= Task details =
Copy the listing below in full, requests included, and shift every x and y coordinate in the answers by adding 62 to it.

= Data provided =
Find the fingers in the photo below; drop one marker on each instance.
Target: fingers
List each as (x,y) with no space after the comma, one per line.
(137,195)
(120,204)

= Finished exercise =
Find the fingers in the photo below; drop one marker on each instance.
Target: fingers
List each as (x,y) with no space after the comma, one per line.
(199,257)
(182,266)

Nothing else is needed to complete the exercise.